* **Problem to work on**:
Could you repeat all of the entries word for word, minus any pictures?

Task material Block Start

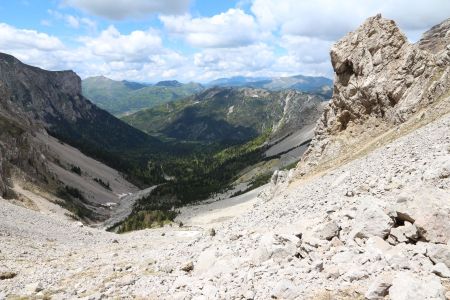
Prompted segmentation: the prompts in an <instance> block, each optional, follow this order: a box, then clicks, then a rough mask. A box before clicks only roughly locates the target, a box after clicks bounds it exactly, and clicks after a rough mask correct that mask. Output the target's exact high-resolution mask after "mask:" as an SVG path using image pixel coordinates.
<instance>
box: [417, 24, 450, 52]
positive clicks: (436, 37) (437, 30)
mask: <svg viewBox="0 0 450 300" xmlns="http://www.w3.org/2000/svg"><path fill="white" fill-rule="evenodd" d="M449 44H450V19H447V20H445V21H444V22H442V23H441V24H438V25H436V26H433V27H432V28H431V29H430V30H428V31H427V32H426V33H425V34H424V35H423V37H422V39H421V40H420V41H419V42H418V45H419V47H420V49H422V50H427V51H429V52H431V53H439V52H441V51H443V50H445V49H446V48H447V47H448V45H449Z"/></svg>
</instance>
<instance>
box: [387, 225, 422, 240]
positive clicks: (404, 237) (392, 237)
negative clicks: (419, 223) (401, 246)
mask: <svg viewBox="0 0 450 300" xmlns="http://www.w3.org/2000/svg"><path fill="white" fill-rule="evenodd" d="M418 238H419V231H418V230H417V227H416V226H415V225H414V224H411V223H410V222H408V221H405V225H403V226H399V227H396V228H392V229H391V232H390V233H389V239H388V241H389V242H390V243H391V244H394V245H395V244H397V243H408V242H416V241H417V240H418Z"/></svg>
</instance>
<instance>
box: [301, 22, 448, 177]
mask: <svg viewBox="0 0 450 300" xmlns="http://www.w3.org/2000/svg"><path fill="white" fill-rule="evenodd" d="M448 23H449V21H448V20H446V21H444V22H443V23H442V24H440V25H438V26H437V27H439V28H441V27H442V28H444V29H442V28H441V30H437V29H431V30H430V31H429V32H427V33H425V34H424V40H422V41H419V43H418V44H411V43H409V42H408V41H407V39H406V37H405V35H404V34H403V33H402V32H401V31H400V30H399V28H398V27H397V26H396V24H395V22H394V21H392V20H387V19H384V18H382V17H381V15H377V16H375V17H372V18H369V19H368V20H367V21H366V22H365V23H364V24H363V25H362V26H360V27H359V28H358V29H357V30H355V31H353V32H350V33H348V34H347V35H346V36H345V37H344V38H342V39H341V40H340V41H339V42H337V43H336V44H335V45H334V46H333V47H332V49H331V62H332V65H333V68H334V71H335V74H336V75H335V80H334V92H333V97H332V99H331V101H330V103H329V105H328V106H327V107H325V109H324V113H323V115H322V117H321V119H320V120H319V122H318V125H317V127H316V130H315V137H314V139H313V141H312V142H311V146H310V147H309V149H308V150H307V151H306V152H305V155H304V156H303V158H302V162H301V163H300V164H299V169H298V173H299V174H300V175H304V174H306V173H308V172H311V170H313V169H315V168H317V167H318V166H319V167H320V165H323V164H326V163H327V162H330V161H333V160H336V159H338V158H339V157H341V156H345V155H346V153H349V152H354V150H355V149H364V148H365V147H367V146H370V141H373V140H374V139H375V138H377V137H379V136H380V135H382V134H384V133H385V132H386V131H388V130H389V129H390V128H391V127H392V125H393V124H400V123H403V122H406V121H407V120H410V119H411V116H413V115H414V114H415V113H417V112H419V111H420V110H422V109H425V108H430V106H432V105H437V104H438V103H439V102H440V101H442V100H443V99H445V98H447V97H448V96H449V94H448V91H449V88H450V68H449V66H450V60H449V59H448V55H449V52H450V49H448V47H441V46H436V47H434V46H433V47H432V48H433V49H434V50H433V51H430V50H429V48H430V47H431V44H433V45H441V44H445V45H448V35H447V31H446V29H448ZM436 30H437V31H438V32H440V33H439V34H437V33H435V31H436ZM444 32H445V34H444ZM427 40H428V42H426V41H427ZM427 45H428V46H427ZM433 113H437V112H436V111H434V112H433ZM336 163H337V162H334V164H336Z"/></svg>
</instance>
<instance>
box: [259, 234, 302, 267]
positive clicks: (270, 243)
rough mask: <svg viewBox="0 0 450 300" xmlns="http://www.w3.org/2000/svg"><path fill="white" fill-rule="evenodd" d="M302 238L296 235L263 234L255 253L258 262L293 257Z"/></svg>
mask: <svg viewBox="0 0 450 300" xmlns="http://www.w3.org/2000/svg"><path fill="white" fill-rule="evenodd" d="M299 241H300V239H299V238H298V237H296V236H294V235H292V236H291V235H284V234H283V235H281V234H273V233H271V234H266V235H264V236H262V238H261V241H260V245H259V247H258V249H257V250H256V251H255V253H254V254H253V260H254V261H255V262H256V263H261V262H263V261H266V260H269V259H273V260H274V261H276V262H280V261H282V260H285V259H287V258H288V257H293V256H294V255H295V254H296V253H297V243H298V242H299Z"/></svg>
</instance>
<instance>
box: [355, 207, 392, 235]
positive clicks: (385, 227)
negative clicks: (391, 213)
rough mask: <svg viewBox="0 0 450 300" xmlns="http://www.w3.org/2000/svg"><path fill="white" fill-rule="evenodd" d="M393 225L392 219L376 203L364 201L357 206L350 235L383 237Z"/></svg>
mask: <svg viewBox="0 0 450 300" xmlns="http://www.w3.org/2000/svg"><path fill="white" fill-rule="evenodd" d="M393 225H394V222H393V220H392V219H391V218H390V217H389V216H388V215H387V214H386V213H385V212H384V211H383V210H382V209H381V208H380V207H379V206H378V205H377V204H376V203H374V202H373V201H365V202H363V203H362V204H361V205H360V206H359V207H358V211H357V213H356V217H355V220H354V229H353V230H352V232H351V233H350V237H351V238H360V239H366V238H369V237H371V236H378V237H380V238H383V239H384V238H386V237H387V236H388V234H389V232H390V230H391V227H392V226H393Z"/></svg>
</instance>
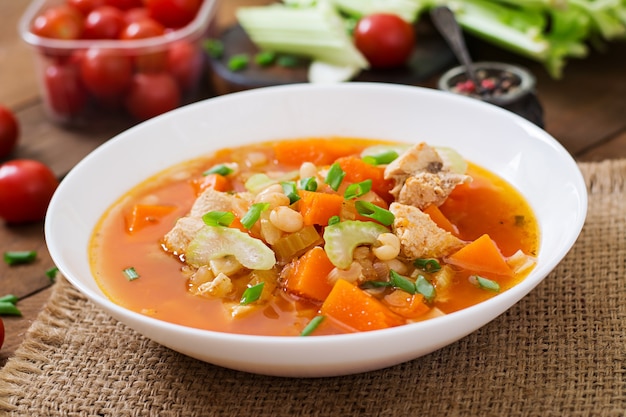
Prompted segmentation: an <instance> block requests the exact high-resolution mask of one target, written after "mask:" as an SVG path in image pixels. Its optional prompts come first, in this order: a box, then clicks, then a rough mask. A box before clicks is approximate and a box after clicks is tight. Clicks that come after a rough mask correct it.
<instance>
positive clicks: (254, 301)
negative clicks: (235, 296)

Task material Block End

* **Reply**:
Prompted segmentation: the prompts in an <instance> block, each optional, follow this order: a box, then clicks, then a rough mask. A box before clicks only roughly locates the target, a box after clicks bounds it exactly, and clicks after a rough mask correct that mask. Output the target's exact high-resolution mask after "mask:" as an SVG path using image pixel coordinates.
<instance>
box: [417, 24, 450, 52]
positive clicks: (436, 37) (437, 30)
mask: <svg viewBox="0 0 450 300" xmlns="http://www.w3.org/2000/svg"><path fill="white" fill-rule="evenodd" d="M449 44H450V19H447V20H445V21H444V22H442V23H441V24H438V25H436V26H433V27H432V28H431V29H430V30H428V31H427V32H426V33H425V34H424V35H423V37H422V39H421V40H420V41H419V42H418V45H419V47H420V49H422V50H427V51H429V52H431V53H439V52H441V51H443V50H445V49H446V48H447V47H448V45H449Z"/></svg>
</instance>
<instance>
box: [387, 225, 422, 240]
positive clicks: (404, 237) (392, 237)
negative clicks: (419, 223) (401, 246)
mask: <svg viewBox="0 0 450 300" xmlns="http://www.w3.org/2000/svg"><path fill="white" fill-rule="evenodd" d="M418 238H419V231H418V230H417V227H416V226H415V225H414V224H411V223H410V222H408V221H405V225H403V226H399V227H396V228H392V229H391V232H390V233H389V239H388V241H389V242H390V243H391V244H394V245H395V244H397V243H408V242H416V241H417V240H418Z"/></svg>
</instance>
<instance>
box: [301, 22, 448, 177]
mask: <svg viewBox="0 0 450 300" xmlns="http://www.w3.org/2000/svg"><path fill="white" fill-rule="evenodd" d="M448 23H449V21H448V20H446V21H444V22H443V23H442V24H440V25H438V26H437V27H439V28H441V27H442V28H444V29H442V28H441V30H437V29H431V30H430V31H429V32H427V33H425V34H424V40H422V41H419V43H418V44H411V43H409V42H408V41H407V39H406V37H405V35H404V34H403V33H402V32H401V31H400V30H399V28H398V27H397V26H396V24H395V22H394V21H392V20H387V19H384V18H382V17H381V15H377V16H375V17H372V18H369V19H368V20H367V21H366V22H365V23H364V24H363V25H362V26H360V27H359V28H358V29H357V30H355V31H353V32H350V33H348V34H347V35H346V36H345V37H344V38H342V39H341V40H340V41H339V42H337V43H336V44H335V45H334V46H333V47H332V49H331V62H332V65H333V68H334V71H335V74H336V75H335V80H334V92H333V97H332V99H331V101H330V103H329V105H328V106H327V107H325V109H324V113H323V115H322V117H321V119H320V120H319V122H318V125H317V127H316V130H315V137H314V139H313V141H312V142H311V146H310V147H309V149H308V150H307V151H306V152H305V155H304V156H303V158H302V162H301V163H300V164H299V169H298V173H299V174H300V175H304V174H306V173H308V172H311V170H313V169H315V168H317V167H318V166H319V167H320V165H323V164H326V163H327V162H330V161H333V160H336V159H338V158H339V157H341V156H345V155H346V153H349V152H354V150H355V149H364V148H365V147H367V146H370V141H373V140H374V139H375V138H377V137H379V136H380V135H382V134H384V133H385V132H386V131H388V130H389V129H390V128H391V127H392V125H393V124H400V123H403V122H406V121H407V120H410V119H411V116H413V115H414V114H415V113H417V112H419V111H420V110H422V109H425V108H430V106H432V105H437V104H438V103H439V102H440V101H442V100H443V99H445V98H447V97H448V96H449V94H448V91H449V88H450V68H449V66H450V60H449V59H448V55H449V52H450V49H448V47H441V46H436V47H434V46H433V47H432V48H433V49H434V50H433V51H430V50H429V48H430V47H431V44H433V45H441V44H445V45H448V35H447V31H446V29H448ZM436 30H437V31H438V32H440V33H439V34H437V33H435V31H436ZM444 32H445V34H444ZM427 40H428V42H426V41H427ZM427 45H428V46H427ZM433 113H437V112H436V111H434V112H433ZM336 163H337V162H334V164H336Z"/></svg>
</instance>
<instance>
box: [259, 234, 302, 267]
positive clicks: (270, 243)
rough mask: <svg viewBox="0 0 450 300" xmlns="http://www.w3.org/2000/svg"><path fill="white" fill-rule="evenodd" d="M302 238L296 235L263 234L255 253L258 262L293 257Z"/></svg>
mask: <svg viewBox="0 0 450 300" xmlns="http://www.w3.org/2000/svg"><path fill="white" fill-rule="evenodd" d="M299 241H300V239H299V238H298V237H296V236H294V235H292V236H291V235H284V234H283V235H281V234H273V233H271V234H266V235H264V236H262V238H261V241H260V245H259V247H258V249H257V250H256V251H255V253H254V254H253V260H254V261H255V262H256V263H261V262H263V261H266V260H269V259H273V260H274V261H276V262H280V261H282V260H285V259H287V258H288V257H293V256H294V255H295V254H296V253H297V243H298V242H299Z"/></svg>
</instance>
<instance>
box: [355, 207, 392, 235]
positive clicks: (385, 227)
negative clicks: (391, 213)
rough mask: <svg viewBox="0 0 450 300" xmlns="http://www.w3.org/2000/svg"><path fill="white" fill-rule="evenodd" d="M393 225L392 219L376 203L364 201L357 206L350 235L383 237Z"/></svg>
mask: <svg viewBox="0 0 450 300" xmlns="http://www.w3.org/2000/svg"><path fill="white" fill-rule="evenodd" d="M393 225H394V222H393V220H392V219H391V218H390V217H389V216H388V215H387V214H386V213H385V212H384V211H383V210H382V209H381V208H380V207H379V206H378V205H377V204H376V203H374V202H373V201H365V202H363V203H362V204H361V205H360V206H359V207H358V211H357V213H356V217H355V220H354V229H353V230H352V232H351V233H350V237H351V238H360V239H366V238H369V237H371V236H378V237H380V238H383V239H384V238H386V237H387V236H388V234H389V232H390V230H391V227H392V226H393Z"/></svg>
</instance>
Prompted segmentation: an <instance> block requests the exact high-resolution mask of one target, written after "mask:" as an SVG path in image pixels. Its optional prompts come first, in this order: a box, then clicks, then a rough mask. A box before clicks is approximate and a box after clicks is tight. Clicks that come after a rough mask correct it.
<instance>
positive clicks: (254, 301)
negative clicks: (235, 296)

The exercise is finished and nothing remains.